## Assignment
Every record is to be printed exactly as written; pictures are to be omitted.

########################################

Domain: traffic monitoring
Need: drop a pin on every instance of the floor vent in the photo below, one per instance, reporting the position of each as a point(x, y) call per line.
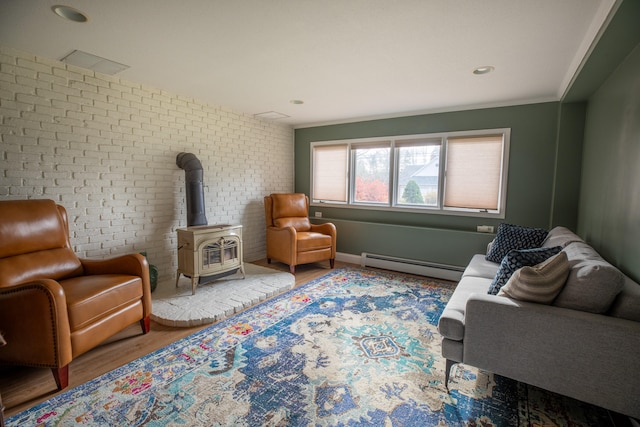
point(422, 268)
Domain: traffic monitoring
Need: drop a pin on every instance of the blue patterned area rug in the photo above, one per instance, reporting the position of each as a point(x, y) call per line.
point(353, 348)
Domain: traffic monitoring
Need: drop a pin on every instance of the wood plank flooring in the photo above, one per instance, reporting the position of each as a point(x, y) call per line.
point(24, 387)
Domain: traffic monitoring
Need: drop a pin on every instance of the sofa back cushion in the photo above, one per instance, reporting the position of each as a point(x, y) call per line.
point(560, 236)
point(593, 283)
point(627, 302)
point(34, 242)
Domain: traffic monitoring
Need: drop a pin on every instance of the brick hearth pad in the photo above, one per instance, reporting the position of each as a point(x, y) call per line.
point(219, 299)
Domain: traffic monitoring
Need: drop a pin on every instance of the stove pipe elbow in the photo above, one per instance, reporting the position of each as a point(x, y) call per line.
point(194, 188)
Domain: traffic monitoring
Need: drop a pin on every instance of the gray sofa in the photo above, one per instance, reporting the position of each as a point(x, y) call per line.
point(585, 344)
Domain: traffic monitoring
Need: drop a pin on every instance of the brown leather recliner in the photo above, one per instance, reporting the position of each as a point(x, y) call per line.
point(53, 305)
point(291, 238)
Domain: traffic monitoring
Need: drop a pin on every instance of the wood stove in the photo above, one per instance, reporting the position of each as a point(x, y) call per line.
point(209, 252)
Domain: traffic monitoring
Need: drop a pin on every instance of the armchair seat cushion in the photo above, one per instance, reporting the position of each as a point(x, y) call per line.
point(90, 298)
point(311, 241)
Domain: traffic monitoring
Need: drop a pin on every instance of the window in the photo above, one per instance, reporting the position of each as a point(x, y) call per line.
point(461, 173)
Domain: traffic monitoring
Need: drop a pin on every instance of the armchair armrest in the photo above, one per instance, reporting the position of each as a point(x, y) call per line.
point(282, 243)
point(329, 229)
point(130, 264)
point(34, 322)
point(325, 228)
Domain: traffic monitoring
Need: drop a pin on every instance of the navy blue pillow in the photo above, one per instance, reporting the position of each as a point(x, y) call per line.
point(510, 237)
point(517, 259)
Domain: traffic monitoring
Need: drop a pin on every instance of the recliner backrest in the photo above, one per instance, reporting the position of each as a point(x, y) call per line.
point(34, 242)
point(291, 210)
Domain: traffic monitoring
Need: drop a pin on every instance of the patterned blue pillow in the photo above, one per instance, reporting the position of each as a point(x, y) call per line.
point(510, 237)
point(517, 259)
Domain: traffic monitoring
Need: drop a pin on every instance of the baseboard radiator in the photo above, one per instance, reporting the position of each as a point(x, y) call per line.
point(412, 266)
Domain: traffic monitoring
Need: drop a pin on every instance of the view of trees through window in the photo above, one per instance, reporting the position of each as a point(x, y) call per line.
point(418, 173)
point(457, 172)
point(372, 174)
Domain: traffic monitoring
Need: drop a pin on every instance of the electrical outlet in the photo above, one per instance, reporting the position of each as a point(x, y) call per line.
point(485, 229)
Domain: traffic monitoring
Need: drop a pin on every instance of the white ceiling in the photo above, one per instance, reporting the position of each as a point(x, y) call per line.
point(346, 59)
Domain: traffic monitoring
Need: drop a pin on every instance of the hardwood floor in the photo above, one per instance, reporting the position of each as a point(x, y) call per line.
point(23, 387)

########################################

## Reply to the exercise
Domain: traffic monitoring
Need: drop a pin on every instance of the floor vent in the photo below, one per instance, reporting the position of each as a point(x, y) call per line.
point(422, 268)
Domain: traffic monitoring
Need: drop a pin on every instance of the blue patterned area rug in the photo above, one per instance, reporting the position of each as a point(x, y) call per line.
point(353, 348)
Domain: traffic monitoring
Need: drop a pin on every instance of the wood plank flooring in the photo above, one per instance, reporting the position of each as a point(x, y) call per line.
point(24, 387)
Domain: traffic monitoring
Need: drop a pin on every instance of the sofa back cushion in the photo above, one per instance, reporting the position of each as a point(x, y) call per line.
point(560, 236)
point(593, 283)
point(627, 302)
point(34, 242)
Domain: traffic monitoring
Need: drop a pin on every instance of the brick hearth pad in the photo above, one per instance, reporting the position of each as a point(x, y) call per line.
point(219, 299)
Domain: traffic monitoring
Need: drop a pin on every instance of the stove pipe elbow in the photo above, one per instance, reporting the position of each as a point(x, y) call per line.
point(194, 188)
Domain: traffic monitoring
Need: drop a pin on every instance of the gray sofa in the photo above, one per instance, reporting the position of each as a point(x, y) call per line.
point(585, 344)
Domain: traffic monitoring
Need: drop a pin on every instance of the brown leather recliner in the photo above, one per instance, reporting the position of each as a point(x, y) call per line.
point(53, 305)
point(291, 238)
Domain: traffic monitoring
Need: drop a pin on every instance of the wood stove in the photo above, one per instance, reporting the position of each as a point(x, y) call per line.
point(209, 252)
Domain: traffic monitoring
Need: drop a pin on every instance of the armchair seat cushion in the photo above, one per instance, reporting the position of each as a point(x, y) call per line.
point(90, 298)
point(311, 241)
Domain: traffic monitoring
Need: drop a pin on every instance of the window in the photo above, one per instance, reporting the position of each as a point(x, y) call per line.
point(461, 173)
Domain: traffic monitoring
Need: drop a pin on every instance of the armchair armrest in the photo above, one per instance, reporting the position of each as a point(x, y) call per line.
point(282, 243)
point(329, 229)
point(130, 264)
point(34, 322)
point(325, 228)
Domain: traffic monitoring
Need: drop a pin on every instance of the navy blue pillow in the photo above, one per instance, reporting the position of each as a point(x, y) call per line.
point(510, 237)
point(517, 259)
Domain: traffic monitoring
Need: drop a pin on every instance of the recliner backrest in the photo above, one per instance, reporting the position of each as a point(x, y) call per line.
point(34, 242)
point(291, 210)
Domain: traffic monitoring
Need: drop a pin on every instance of the patterned blue pillow in the photo above, one per instance, reporting the position of each as a point(x, y) call per line.
point(510, 237)
point(517, 259)
Domain: traffic monitoring
Need: drop a pin on every instance of the baseboard radiator in the photo above, one per instance, reporting the position of each as a point(x, y) call per line.
point(412, 266)
Domain: traffic monitoring
Need: drop a pin on every instance of the view of trees through window in the photo above, one per instance, reporting the position of each as a point(x, y) call per line.
point(418, 173)
point(457, 172)
point(372, 174)
Domain: traffic monitoring
Need: drop a pin on every instance of the electrical outlet in the photo above, one per instance, reporting the position of each as a point(x, y) call per line.
point(485, 229)
Domain: traffic monitoring
Need: drop a pin on every instance of the white ceiling in the photo above, one per instance, reporting the position of each as a point(x, y) call per line.
point(346, 59)
Domain: traffic monitoring
Need: drop a pin on every instance of the hardwood floor in the photo above, one per instance, reporting the position of each as a point(x, y) call per line.
point(23, 387)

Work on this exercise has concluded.